RECORDS TO USE
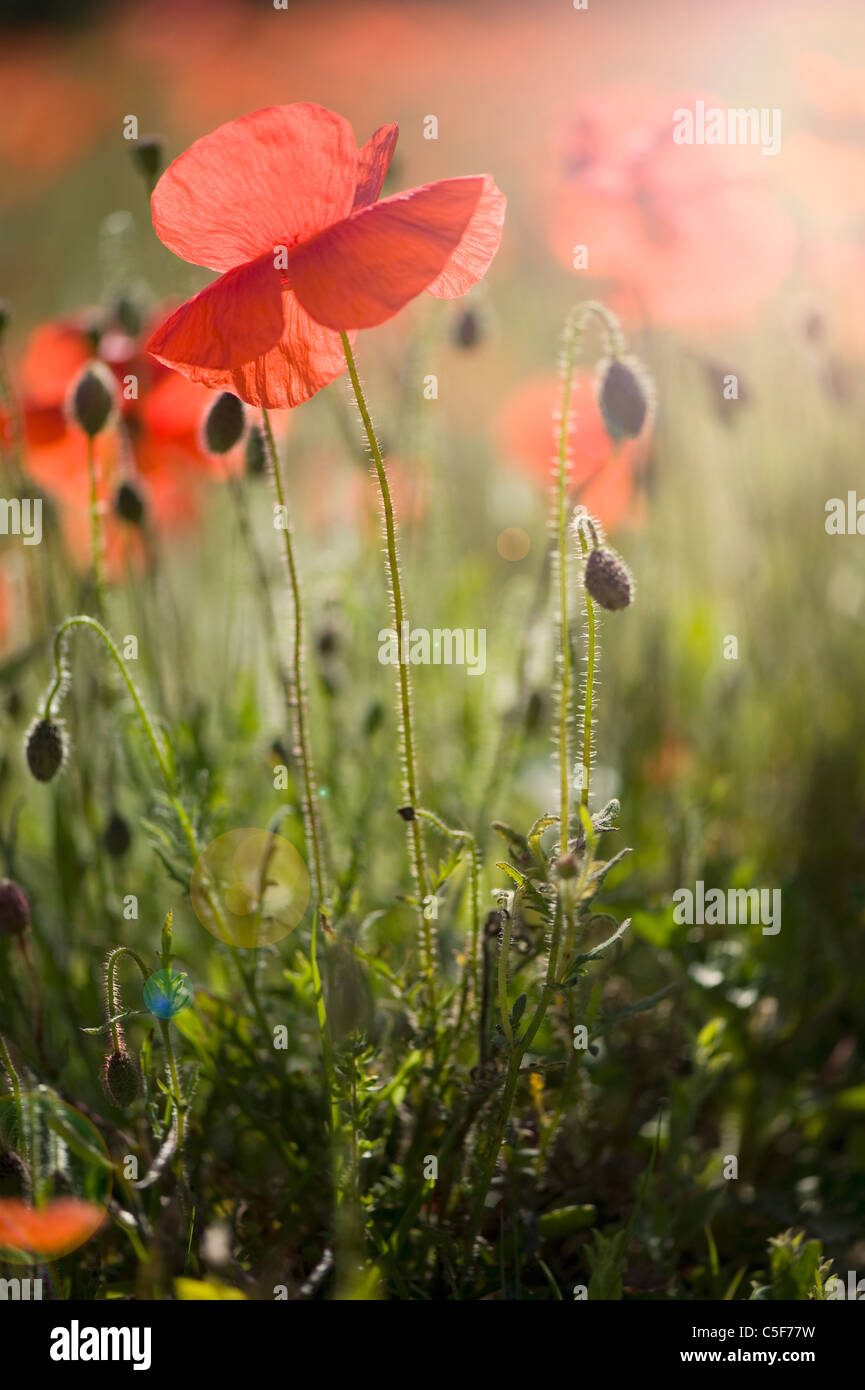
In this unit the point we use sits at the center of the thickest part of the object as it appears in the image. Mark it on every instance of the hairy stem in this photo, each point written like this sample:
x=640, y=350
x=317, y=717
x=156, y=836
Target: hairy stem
x=410, y=788
x=303, y=749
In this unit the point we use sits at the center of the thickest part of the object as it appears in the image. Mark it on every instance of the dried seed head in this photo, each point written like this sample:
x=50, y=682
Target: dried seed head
x=566, y=866
x=469, y=328
x=130, y=503
x=608, y=578
x=623, y=396
x=13, y=1173
x=45, y=748
x=92, y=398
x=14, y=909
x=256, y=458
x=121, y=1079
x=117, y=836
x=224, y=423
x=148, y=154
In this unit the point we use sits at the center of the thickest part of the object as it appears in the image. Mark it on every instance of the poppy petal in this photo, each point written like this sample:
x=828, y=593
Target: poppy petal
x=235, y=319
x=362, y=271
x=50, y=1230
x=373, y=164
x=480, y=242
x=271, y=178
x=306, y=359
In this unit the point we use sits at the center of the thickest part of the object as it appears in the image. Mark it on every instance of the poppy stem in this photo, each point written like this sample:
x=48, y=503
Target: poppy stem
x=570, y=352
x=164, y=761
x=99, y=584
x=403, y=685
x=303, y=749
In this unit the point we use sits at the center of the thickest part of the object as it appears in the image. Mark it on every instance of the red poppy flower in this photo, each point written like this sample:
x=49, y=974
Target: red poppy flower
x=284, y=205
x=687, y=234
x=156, y=445
x=47, y=1232
x=602, y=473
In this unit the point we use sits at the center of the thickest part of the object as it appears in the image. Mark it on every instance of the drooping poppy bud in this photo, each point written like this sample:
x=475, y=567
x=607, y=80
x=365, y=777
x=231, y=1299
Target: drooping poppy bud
x=256, y=458
x=14, y=909
x=608, y=578
x=224, y=423
x=148, y=154
x=623, y=398
x=121, y=1079
x=469, y=328
x=45, y=748
x=92, y=398
x=130, y=503
x=117, y=836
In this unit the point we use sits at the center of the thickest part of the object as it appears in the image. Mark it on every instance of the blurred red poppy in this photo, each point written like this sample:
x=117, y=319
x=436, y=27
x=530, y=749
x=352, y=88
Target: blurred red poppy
x=47, y=1232
x=156, y=448
x=602, y=474
x=284, y=205
x=687, y=234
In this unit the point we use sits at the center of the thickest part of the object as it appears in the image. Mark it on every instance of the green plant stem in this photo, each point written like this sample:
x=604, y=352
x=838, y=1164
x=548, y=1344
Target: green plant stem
x=99, y=584
x=111, y=995
x=180, y=1109
x=164, y=766
x=469, y=986
x=310, y=808
x=590, y=679
x=410, y=788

GIVEN EXERCISE
Rewrite the data from the line with "of the drooping" up to and including the line with "x=231, y=1299", changing "thickest part" to "widest part" and keeping everything else the same. Give only those lines.

RESULT FOR THIS TASK
In this unit the point we use sits at the center of the widest part of the object as it appears in the image. Mark it on every instance of the drooping poppy bud in this photo, each point written like this sample:
x=475, y=567
x=607, y=80
x=365, y=777
x=231, y=1299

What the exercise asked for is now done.